## Stated goal
Extract the lines below verbatim, beginning with the line containing "Scouting pass: put a marker on the tree bark, one" and ending with the line containing "[(168, 212), (609, 330), (921, 156), (465, 278)]", both included.

┏━━

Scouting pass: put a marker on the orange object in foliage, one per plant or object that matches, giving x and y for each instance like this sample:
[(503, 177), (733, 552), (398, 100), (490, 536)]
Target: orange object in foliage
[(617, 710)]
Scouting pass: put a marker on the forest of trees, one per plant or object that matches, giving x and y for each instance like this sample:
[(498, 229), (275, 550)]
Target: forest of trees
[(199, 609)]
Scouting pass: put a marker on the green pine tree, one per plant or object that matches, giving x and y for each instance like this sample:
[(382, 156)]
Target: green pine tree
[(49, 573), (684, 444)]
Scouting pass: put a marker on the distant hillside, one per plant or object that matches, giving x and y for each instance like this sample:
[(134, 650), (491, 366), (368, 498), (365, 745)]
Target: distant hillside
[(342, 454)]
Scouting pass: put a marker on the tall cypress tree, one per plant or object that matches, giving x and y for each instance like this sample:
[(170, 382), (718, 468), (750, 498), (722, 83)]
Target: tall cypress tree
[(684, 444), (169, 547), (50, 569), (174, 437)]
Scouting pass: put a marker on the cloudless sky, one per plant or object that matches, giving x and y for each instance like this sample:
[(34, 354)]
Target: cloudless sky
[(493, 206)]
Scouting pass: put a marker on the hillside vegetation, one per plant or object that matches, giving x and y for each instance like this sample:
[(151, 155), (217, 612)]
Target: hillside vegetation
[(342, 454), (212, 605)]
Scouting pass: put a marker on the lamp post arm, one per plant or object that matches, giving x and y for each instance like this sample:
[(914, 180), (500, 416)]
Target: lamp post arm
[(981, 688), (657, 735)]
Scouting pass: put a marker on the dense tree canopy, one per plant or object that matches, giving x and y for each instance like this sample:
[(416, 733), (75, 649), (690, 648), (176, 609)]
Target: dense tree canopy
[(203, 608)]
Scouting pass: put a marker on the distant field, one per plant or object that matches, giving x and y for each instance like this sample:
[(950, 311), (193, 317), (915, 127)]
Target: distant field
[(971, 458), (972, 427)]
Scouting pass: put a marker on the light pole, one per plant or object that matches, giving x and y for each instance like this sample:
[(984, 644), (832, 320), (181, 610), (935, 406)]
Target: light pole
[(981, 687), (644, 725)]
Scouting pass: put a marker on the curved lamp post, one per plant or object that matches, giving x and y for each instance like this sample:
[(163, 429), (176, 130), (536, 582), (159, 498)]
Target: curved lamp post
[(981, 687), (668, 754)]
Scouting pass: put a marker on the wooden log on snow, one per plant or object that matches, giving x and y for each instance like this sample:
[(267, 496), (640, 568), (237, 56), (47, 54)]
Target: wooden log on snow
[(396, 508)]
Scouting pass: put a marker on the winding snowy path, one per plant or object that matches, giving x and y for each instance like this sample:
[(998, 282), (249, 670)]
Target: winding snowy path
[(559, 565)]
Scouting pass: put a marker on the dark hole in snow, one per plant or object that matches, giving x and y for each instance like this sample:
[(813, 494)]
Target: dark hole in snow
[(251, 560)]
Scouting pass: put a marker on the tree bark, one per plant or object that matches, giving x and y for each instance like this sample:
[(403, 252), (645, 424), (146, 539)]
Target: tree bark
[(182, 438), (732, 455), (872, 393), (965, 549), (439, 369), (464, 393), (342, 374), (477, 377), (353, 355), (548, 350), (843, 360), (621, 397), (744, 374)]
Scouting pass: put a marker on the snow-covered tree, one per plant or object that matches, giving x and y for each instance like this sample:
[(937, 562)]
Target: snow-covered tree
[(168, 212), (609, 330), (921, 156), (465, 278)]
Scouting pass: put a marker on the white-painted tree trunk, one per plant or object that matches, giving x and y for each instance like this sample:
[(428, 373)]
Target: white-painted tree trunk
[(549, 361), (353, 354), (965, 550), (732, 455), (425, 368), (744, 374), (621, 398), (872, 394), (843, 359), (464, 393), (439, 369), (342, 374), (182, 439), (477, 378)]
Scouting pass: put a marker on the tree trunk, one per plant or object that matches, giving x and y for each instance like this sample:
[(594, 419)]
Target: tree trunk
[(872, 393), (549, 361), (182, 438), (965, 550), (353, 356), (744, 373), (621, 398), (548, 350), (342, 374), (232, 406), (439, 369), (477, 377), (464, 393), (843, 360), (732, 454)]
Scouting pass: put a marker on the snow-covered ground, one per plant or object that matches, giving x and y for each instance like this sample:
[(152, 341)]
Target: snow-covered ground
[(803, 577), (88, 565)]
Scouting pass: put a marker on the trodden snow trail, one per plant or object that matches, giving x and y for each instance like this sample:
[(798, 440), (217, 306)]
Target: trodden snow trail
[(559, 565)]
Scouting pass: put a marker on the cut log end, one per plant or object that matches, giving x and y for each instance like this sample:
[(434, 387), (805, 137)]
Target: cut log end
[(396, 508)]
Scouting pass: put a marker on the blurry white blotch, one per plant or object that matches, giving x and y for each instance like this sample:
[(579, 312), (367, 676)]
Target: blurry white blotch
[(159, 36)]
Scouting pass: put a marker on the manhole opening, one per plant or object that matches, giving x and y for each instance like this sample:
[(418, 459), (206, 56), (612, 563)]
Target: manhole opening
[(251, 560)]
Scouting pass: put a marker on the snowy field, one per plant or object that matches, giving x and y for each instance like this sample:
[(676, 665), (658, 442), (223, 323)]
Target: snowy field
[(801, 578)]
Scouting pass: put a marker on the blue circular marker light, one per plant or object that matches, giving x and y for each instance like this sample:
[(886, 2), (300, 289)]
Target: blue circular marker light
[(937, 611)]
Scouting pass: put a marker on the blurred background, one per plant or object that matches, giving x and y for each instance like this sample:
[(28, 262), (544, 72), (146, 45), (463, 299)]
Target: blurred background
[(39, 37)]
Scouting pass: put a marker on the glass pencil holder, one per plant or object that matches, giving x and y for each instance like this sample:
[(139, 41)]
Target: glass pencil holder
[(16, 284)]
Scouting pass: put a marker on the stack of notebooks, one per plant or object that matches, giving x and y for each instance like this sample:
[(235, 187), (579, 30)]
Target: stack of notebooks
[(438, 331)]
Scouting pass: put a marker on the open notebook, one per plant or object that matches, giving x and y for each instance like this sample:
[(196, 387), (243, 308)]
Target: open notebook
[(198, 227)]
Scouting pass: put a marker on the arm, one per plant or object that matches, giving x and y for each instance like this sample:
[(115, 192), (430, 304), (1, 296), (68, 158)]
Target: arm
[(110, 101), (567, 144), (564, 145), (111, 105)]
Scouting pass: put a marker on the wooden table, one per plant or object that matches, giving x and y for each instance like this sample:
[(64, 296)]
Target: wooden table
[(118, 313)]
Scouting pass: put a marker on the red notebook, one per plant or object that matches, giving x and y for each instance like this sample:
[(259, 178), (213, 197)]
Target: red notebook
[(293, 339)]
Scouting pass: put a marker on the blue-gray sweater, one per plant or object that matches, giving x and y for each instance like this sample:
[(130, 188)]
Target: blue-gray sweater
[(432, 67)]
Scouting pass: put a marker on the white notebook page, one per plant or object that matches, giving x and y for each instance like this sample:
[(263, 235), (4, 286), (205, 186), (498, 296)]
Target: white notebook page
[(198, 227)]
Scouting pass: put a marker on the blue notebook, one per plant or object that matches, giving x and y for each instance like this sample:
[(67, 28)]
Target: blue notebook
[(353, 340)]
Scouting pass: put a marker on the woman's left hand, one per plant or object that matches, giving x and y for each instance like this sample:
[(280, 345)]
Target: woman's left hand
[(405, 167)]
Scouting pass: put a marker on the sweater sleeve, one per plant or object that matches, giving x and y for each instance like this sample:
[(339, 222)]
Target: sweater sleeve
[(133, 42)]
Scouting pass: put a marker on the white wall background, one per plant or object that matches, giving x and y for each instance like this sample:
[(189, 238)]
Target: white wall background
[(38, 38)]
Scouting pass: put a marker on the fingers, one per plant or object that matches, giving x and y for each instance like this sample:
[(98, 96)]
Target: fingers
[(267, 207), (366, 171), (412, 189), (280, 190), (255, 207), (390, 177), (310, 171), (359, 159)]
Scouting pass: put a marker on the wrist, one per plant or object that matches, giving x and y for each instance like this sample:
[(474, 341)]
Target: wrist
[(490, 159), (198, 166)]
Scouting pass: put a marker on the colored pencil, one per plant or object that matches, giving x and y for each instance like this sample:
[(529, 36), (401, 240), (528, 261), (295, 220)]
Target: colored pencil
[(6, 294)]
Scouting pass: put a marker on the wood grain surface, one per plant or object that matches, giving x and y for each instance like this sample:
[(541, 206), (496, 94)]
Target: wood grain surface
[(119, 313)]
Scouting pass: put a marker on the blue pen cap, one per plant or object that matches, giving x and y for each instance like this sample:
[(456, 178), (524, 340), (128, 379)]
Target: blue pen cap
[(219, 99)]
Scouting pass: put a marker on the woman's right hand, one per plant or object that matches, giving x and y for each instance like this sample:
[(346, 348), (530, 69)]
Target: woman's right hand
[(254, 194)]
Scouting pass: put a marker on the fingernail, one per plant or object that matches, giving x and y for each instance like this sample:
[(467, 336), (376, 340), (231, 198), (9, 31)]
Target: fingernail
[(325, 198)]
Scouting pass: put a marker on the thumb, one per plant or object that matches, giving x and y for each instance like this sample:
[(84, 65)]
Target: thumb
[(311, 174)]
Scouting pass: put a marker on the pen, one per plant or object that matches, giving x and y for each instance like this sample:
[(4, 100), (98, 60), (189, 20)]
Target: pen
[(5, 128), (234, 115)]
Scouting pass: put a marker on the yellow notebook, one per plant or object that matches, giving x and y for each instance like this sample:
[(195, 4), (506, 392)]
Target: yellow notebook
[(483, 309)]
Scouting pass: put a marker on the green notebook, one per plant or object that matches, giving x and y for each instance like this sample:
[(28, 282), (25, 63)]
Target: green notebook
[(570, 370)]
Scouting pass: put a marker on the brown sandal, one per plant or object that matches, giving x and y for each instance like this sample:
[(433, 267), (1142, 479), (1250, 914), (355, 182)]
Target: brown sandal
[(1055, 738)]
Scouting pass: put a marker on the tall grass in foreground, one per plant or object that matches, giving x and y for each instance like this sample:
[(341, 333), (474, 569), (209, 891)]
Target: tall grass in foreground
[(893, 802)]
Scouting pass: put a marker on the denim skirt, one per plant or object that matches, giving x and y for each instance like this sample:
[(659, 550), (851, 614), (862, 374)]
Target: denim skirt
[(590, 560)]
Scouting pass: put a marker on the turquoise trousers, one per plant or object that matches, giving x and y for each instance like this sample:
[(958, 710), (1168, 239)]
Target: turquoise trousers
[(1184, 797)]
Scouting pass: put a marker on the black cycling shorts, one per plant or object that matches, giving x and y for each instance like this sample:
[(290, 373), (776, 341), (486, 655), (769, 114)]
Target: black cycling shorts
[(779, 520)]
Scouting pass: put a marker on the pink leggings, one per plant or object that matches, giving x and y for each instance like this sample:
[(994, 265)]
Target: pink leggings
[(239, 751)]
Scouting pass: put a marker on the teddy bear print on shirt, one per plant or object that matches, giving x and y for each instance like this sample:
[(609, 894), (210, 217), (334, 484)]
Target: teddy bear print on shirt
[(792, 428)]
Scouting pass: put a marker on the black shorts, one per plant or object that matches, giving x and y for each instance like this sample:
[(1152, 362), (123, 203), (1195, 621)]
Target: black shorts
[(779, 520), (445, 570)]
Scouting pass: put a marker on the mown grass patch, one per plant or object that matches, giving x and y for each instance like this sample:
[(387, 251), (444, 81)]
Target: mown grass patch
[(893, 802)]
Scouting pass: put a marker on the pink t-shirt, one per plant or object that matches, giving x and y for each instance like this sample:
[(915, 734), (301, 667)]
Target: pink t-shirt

┗━━

## Solution for this exercise
Scouting pass: put a marker on the tree bark, one per plant or object that matches, giving x and y for each instance like this sample:
[(403, 252), (645, 424), (146, 539)]
Target: tree bark
[(182, 438), (732, 455), (872, 393), (965, 549), (439, 369), (464, 393), (342, 374), (477, 377), (353, 355), (548, 350), (843, 360), (621, 397), (744, 374)]
Scouting pass: put a marker on the snow-covered tree, one per plant or object that matches, giving x and y for each instance like this sample:
[(937, 562)]
Target: snow-covered tree
[(168, 212), (609, 330), (921, 156), (465, 278)]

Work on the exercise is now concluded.